### Try it
Copy out all of the lines below exactly; the pictures do not belong in the copy.

### Material provided

┄┄┄┄┄┄┄┄┄┄┄┄┄┄┄┄┄┄┄┄

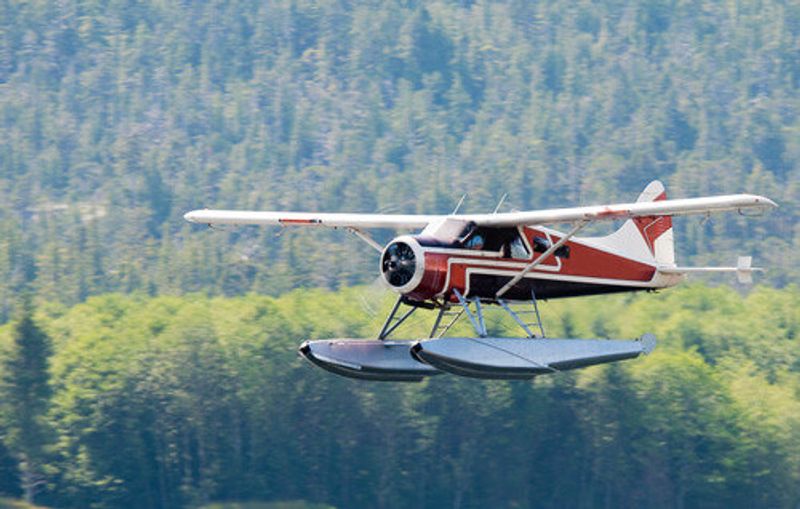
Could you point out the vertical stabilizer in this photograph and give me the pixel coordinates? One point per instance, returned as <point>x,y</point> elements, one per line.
<point>656,230</point>
<point>646,238</point>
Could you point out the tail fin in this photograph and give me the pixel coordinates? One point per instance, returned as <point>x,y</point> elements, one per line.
<point>656,230</point>
<point>649,237</point>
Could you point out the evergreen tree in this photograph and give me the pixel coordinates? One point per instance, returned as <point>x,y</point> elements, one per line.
<point>25,399</point>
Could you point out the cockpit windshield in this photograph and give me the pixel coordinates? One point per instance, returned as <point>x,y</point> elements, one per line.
<point>506,241</point>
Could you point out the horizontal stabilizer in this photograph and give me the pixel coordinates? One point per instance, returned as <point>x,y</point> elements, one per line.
<point>744,270</point>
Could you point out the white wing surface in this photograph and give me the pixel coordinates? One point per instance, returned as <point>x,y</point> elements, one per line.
<point>678,207</point>
<point>706,205</point>
<point>330,219</point>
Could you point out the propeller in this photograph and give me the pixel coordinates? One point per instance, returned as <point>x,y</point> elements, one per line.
<point>398,264</point>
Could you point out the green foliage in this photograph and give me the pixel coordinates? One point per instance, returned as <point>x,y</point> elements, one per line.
<point>117,119</point>
<point>24,401</point>
<point>168,401</point>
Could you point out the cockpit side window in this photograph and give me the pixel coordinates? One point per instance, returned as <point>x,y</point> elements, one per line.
<point>506,241</point>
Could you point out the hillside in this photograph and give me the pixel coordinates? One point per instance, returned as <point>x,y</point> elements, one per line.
<point>117,117</point>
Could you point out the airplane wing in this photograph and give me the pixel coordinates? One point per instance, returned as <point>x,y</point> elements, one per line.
<point>706,205</point>
<point>678,207</point>
<point>330,219</point>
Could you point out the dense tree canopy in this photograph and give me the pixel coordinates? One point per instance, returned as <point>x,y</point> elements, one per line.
<point>173,379</point>
<point>168,401</point>
<point>118,117</point>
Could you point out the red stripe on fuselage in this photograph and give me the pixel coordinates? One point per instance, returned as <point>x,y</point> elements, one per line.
<point>583,261</point>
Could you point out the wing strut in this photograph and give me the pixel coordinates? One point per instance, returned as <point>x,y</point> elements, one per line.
<point>542,257</point>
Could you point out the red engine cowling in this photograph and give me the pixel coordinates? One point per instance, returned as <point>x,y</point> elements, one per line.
<point>412,270</point>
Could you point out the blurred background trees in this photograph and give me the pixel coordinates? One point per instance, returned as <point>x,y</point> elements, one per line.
<point>118,118</point>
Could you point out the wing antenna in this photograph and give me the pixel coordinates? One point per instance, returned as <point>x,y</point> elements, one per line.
<point>500,203</point>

┄┄┄┄┄┄┄┄┄┄┄┄┄┄┄┄┄┄┄┄

### Solution
Could you point out the vertical stabilizer in this photograph and give me the pixel coordinates? One point per instance, returned as <point>x,y</point> elements, one per line.
<point>656,230</point>
<point>646,238</point>
Could you point out the tail fin in this photograph and give me the pixel coordinates? One point per instance, returned as <point>x,y</point> elements, one per line.
<point>656,230</point>
<point>649,237</point>
Could you point out the evergreen tree in this photograph and give me the pixel coordinates? One point per instance, returned as <point>x,y</point> elements, one per line.
<point>25,399</point>
Could you point out the cockpit windshield in this photograph and give me the pixel coordinates? One point per instance, returned as <point>x,y</point> elements, one per line.
<point>506,241</point>
Could you point out the horizontal stabilizer in this photograph and give me the pixel coordinates? One point per instance, returned as <point>x,y</point> elements, one per line.
<point>744,270</point>
Could you point out the white wing surface in this photograph and give me the pixel coordinates? One point per instance, returned as <point>x,y</point> elements, one per line.
<point>678,207</point>
<point>706,205</point>
<point>330,219</point>
Could you point out the propeller in this photograph and give me the pixel coordinates? One point per instance, returned as <point>x,y</point> elements, one per line.
<point>398,264</point>
Could you point out the green foliage in this photograph and give me the pixel coordinates? One point per instance, returned as <point>x,y</point> elements, one per line.
<point>117,119</point>
<point>24,401</point>
<point>168,401</point>
Could you point out the cockpit side window in this photograph and give me the pixel coordinates? One point per instance, returned as <point>x,y</point> elements, one per line.
<point>506,241</point>
Could you point out the hillside in this photograph and give me the pixel coordinates? One point per instance, returned as <point>x,y</point> elements, one per line.
<point>117,117</point>
Could you point out the airplane wing in this photograph and give me the pixel coordinates? One point per instance, returned as <point>x,y</point> elements, one per line.
<point>706,205</point>
<point>678,207</point>
<point>330,219</point>
Could you point out the dense tree canopy in this photograph and give me the pixel coordinates? One point per instance, returned as <point>x,y</point> elements, one per line.
<point>173,379</point>
<point>168,401</point>
<point>118,117</point>
Could you point out the red stripe on fuselage in this photograph and give me the pixel coordinates? One point per instance, returned as <point>x,y</point> elements, one per line.
<point>583,261</point>
Could you point out the wing strut in this photograph and give me the pixel coordinates? One point per instance, returned as <point>x,y</point> elements, one per line.
<point>542,257</point>
Could you point out the red engine cowling in this photograph and give me the pixel coordinates? One point per instance, returned as <point>x,y</point> elements, one per line.
<point>412,270</point>
Could you point out the blurred background trees in this photograph and give me the pixel coordinates? One point per instance, returned as <point>x,y</point> elements, one per line.
<point>118,118</point>
Could you point out the wing antenna in this photograph and give me the pixel coordinates? One point per instance, returned as <point>x,y</point> elements, one per line.
<point>500,203</point>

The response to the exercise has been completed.